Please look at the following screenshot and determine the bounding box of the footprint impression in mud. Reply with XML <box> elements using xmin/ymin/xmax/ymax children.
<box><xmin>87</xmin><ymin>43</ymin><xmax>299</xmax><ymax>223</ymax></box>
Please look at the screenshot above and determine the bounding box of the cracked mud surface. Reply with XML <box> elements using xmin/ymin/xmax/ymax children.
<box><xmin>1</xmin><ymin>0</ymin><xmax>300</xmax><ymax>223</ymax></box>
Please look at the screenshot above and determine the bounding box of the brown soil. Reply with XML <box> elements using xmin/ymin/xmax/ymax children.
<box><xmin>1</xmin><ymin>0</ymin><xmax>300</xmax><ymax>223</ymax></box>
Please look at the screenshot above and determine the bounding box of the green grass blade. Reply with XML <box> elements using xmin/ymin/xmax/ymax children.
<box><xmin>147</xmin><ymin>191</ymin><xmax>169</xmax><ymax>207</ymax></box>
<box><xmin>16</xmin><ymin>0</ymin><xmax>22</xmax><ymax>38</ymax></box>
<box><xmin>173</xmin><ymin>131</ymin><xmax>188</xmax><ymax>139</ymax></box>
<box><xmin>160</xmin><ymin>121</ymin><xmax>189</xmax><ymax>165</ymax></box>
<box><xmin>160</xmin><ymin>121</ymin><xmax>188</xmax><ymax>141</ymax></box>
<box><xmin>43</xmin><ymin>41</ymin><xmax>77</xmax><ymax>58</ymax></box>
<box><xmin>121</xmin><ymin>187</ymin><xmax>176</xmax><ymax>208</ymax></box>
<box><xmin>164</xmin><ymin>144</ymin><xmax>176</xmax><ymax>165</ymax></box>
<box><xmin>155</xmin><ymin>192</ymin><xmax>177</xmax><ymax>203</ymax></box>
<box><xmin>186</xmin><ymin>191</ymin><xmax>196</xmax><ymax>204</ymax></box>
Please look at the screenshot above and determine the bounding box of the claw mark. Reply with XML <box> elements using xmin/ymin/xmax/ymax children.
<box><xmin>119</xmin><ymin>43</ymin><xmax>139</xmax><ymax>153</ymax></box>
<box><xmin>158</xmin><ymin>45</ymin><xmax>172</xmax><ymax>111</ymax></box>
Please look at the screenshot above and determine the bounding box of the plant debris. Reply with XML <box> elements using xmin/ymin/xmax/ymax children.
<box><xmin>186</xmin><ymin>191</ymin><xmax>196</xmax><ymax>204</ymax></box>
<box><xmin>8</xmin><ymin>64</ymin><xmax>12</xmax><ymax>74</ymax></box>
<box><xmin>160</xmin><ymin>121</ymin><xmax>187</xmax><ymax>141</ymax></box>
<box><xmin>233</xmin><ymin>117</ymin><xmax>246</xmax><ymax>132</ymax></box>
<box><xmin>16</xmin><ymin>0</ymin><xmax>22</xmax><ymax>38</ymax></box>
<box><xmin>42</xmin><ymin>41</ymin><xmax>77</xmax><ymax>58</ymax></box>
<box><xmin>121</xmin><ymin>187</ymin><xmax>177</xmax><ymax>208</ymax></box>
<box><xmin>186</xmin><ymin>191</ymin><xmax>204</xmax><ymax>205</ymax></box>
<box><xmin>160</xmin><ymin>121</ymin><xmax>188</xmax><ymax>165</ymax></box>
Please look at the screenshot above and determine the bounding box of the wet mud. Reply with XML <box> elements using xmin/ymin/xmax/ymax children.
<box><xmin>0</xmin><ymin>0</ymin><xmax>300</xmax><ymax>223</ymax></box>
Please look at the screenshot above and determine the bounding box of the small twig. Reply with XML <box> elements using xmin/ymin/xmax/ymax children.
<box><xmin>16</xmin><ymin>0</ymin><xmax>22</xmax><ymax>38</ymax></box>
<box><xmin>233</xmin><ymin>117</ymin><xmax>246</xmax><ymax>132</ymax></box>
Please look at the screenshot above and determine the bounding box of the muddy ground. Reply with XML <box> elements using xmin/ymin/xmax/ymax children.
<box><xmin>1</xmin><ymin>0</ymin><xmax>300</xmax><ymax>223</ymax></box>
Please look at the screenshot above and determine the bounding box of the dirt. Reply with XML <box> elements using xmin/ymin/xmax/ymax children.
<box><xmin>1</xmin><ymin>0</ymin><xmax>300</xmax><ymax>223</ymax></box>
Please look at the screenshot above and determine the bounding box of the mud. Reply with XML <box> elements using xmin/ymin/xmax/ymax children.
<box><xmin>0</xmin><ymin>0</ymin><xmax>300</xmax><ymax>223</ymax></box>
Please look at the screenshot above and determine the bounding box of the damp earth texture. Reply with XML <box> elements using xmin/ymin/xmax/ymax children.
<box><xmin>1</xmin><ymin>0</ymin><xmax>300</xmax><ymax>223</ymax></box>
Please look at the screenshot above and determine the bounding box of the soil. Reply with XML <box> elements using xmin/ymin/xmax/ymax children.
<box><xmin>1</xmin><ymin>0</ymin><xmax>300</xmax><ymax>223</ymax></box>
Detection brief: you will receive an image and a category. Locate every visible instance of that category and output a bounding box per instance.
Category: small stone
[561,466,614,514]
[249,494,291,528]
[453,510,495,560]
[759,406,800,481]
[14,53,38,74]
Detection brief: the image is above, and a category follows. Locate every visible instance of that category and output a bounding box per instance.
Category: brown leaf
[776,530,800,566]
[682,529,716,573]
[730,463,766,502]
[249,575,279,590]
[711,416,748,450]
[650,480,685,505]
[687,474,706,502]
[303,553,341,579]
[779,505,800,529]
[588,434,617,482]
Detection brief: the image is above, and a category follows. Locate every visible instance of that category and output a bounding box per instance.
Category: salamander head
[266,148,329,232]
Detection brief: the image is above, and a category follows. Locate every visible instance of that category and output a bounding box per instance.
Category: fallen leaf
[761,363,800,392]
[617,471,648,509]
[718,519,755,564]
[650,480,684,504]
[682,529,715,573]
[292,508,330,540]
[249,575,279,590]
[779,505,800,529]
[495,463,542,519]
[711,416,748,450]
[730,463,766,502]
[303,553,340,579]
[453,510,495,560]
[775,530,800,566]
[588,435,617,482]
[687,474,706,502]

----------------

§ Exercise aim:
Retype each entry exactly, missing none.

§ Result of the task:
Please look at the following screenshot and determine the bounding box of the footprint impression in mud. Reply with XML <box> elements using xmin/ymin/xmax/ymax children.
<box><xmin>87</xmin><ymin>43</ymin><xmax>299</xmax><ymax>223</ymax></box>
Please look at the screenshot above and determine the bounding box of the cracked mud surface. Reply with XML <box> elements using xmin/ymin/xmax/ymax children.
<box><xmin>1</xmin><ymin>0</ymin><xmax>300</xmax><ymax>223</ymax></box>
Please look at the screenshot above and determine the bounding box of the brown soil. Reply with XML <box> elements using xmin/ymin/xmax/ymax children.
<box><xmin>1</xmin><ymin>0</ymin><xmax>300</xmax><ymax>223</ymax></box>
Please look at the screenshot above and determine the bounding box of the green grass blade. Reply with XML <box> elements using xmin/ymin/xmax/ymax children.
<box><xmin>147</xmin><ymin>191</ymin><xmax>169</xmax><ymax>207</ymax></box>
<box><xmin>16</xmin><ymin>0</ymin><xmax>22</xmax><ymax>38</ymax></box>
<box><xmin>173</xmin><ymin>131</ymin><xmax>188</xmax><ymax>139</ymax></box>
<box><xmin>160</xmin><ymin>121</ymin><xmax>189</xmax><ymax>165</ymax></box>
<box><xmin>160</xmin><ymin>121</ymin><xmax>188</xmax><ymax>141</ymax></box>
<box><xmin>43</xmin><ymin>41</ymin><xmax>77</xmax><ymax>58</ymax></box>
<box><xmin>121</xmin><ymin>187</ymin><xmax>176</xmax><ymax>208</ymax></box>
<box><xmin>164</xmin><ymin>144</ymin><xmax>176</xmax><ymax>165</ymax></box>
<box><xmin>155</xmin><ymin>192</ymin><xmax>177</xmax><ymax>203</ymax></box>
<box><xmin>186</xmin><ymin>191</ymin><xmax>196</xmax><ymax>204</ymax></box>
Please look at the screenshot above and determine the bounding box of the claw mark. Reply with XML <box> elements using xmin/ymin/xmax/ymax children.
<box><xmin>119</xmin><ymin>43</ymin><xmax>139</xmax><ymax>153</ymax></box>
<box><xmin>158</xmin><ymin>45</ymin><xmax>172</xmax><ymax>111</ymax></box>
Please look at the screenshot above and determine the bounding box of the plant debris. Reply with XML <box> elements using xmin/ymin/xmax/ymax children.
<box><xmin>186</xmin><ymin>191</ymin><xmax>196</xmax><ymax>204</ymax></box>
<box><xmin>8</xmin><ymin>64</ymin><xmax>12</xmax><ymax>74</ymax></box>
<box><xmin>160</xmin><ymin>121</ymin><xmax>187</xmax><ymax>141</ymax></box>
<box><xmin>233</xmin><ymin>117</ymin><xmax>246</xmax><ymax>132</ymax></box>
<box><xmin>16</xmin><ymin>0</ymin><xmax>22</xmax><ymax>38</ymax></box>
<box><xmin>42</xmin><ymin>41</ymin><xmax>77</xmax><ymax>58</ymax></box>
<box><xmin>121</xmin><ymin>187</ymin><xmax>177</xmax><ymax>208</ymax></box>
<box><xmin>186</xmin><ymin>191</ymin><xmax>204</xmax><ymax>205</ymax></box>
<box><xmin>160</xmin><ymin>121</ymin><xmax>188</xmax><ymax>165</ymax></box>
Please look at the screenshot above and determine the bounding box of the wet mud. Reply with XML <box> elements using xmin/ymin/xmax/ymax children.
<box><xmin>0</xmin><ymin>0</ymin><xmax>300</xmax><ymax>223</ymax></box>
Please look at the screenshot above and determine the bounding box of the small twig. Reply with XML <box> elements using xmin/ymin/xmax/ymax children.
<box><xmin>16</xmin><ymin>0</ymin><xmax>22</xmax><ymax>38</ymax></box>
<box><xmin>233</xmin><ymin>117</ymin><xmax>246</xmax><ymax>132</ymax></box>
Please look at the screenshot above and determine the bounding box of the muddy ground. Reply with XML <box> elements using xmin/ymin/xmax/ymax children.
<box><xmin>1</xmin><ymin>0</ymin><xmax>300</xmax><ymax>223</ymax></box>
Please look at the screenshot above and determine the bounding box of the dirt. Reply with XML <box> elements using xmin/ymin/xmax/ymax children.
<box><xmin>1</xmin><ymin>0</ymin><xmax>300</xmax><ymax>223</ymax></box>
Please look at the screenshot above and determine the bounding box of the mud. Reply with XML <box> elements using xmin/ymin/xmax/ymax children.
<box><xmin>0</xmin><ymin>0</ymin><xmax>300</xmax><ymax>223</ymax></box>
Please look at the screenshot above and determine the bounding box of the damp earth texture. Reply with XML <box> elements using xmin/ymin/xmax/ymax children.
<box><xmin>1</xmin><ymin>0</ymin><xmax>300</xmax><ymax>223</ymax></box>
Please look at the screenshot above and determine the bounding box of the soil. Reply with XML <box> elements using xmin/ymin/xmax/ymax children.
<box><xmin>1</xmin><ymin>0</ymin><xmax>300</xmax><ymax>223</ymax></box>
Detection brief: you will receive an image and a category. Locate every visible instance of that category and output a bounding box per instance.
Category: small stone
[561,466,614,514]
[249,494,291,528]
[453,510,495,560]
[759,406,800,481]
[14,53,38,74]
Detection brief: the image is above, and a category follows. Locate every visible instance of that category and output a bounding box per instance.
Category: brown leaf
[776,530,800,566]
[682,529,716,573]
[730,463,766,502]
[249,575,279,590]
[711,416,748,450]
[650,480,685,505]
[687,474,706,502]
[303,553,341,579]
[779,505,800,529]
[588,434,617,482]
Detection brief: the image is above, and a category follows. Locate every visible instance of that category and output a bounding box per instance.
Category: salamander head
[266,148,329,232]
Detection brief: the image is above, and a category follows. Locate every visible instance of that category and output a bounding box per instance.
Category: fallen leaf
[761,363,800,392]
[617,471,648,509]
[718,519,755,564]
[650,480,684,504]
[682,529,715,573]
[292,508,330,540]
[249,575,279,590]
[779,505,800,529]
[495,463,542,519]
[711,416,748,450]
[730,463,766,502]
[303,553,340,579]
[453,510,495,560]
[775,530,800,566]
[588,435,617,482]
[687,474,706,502]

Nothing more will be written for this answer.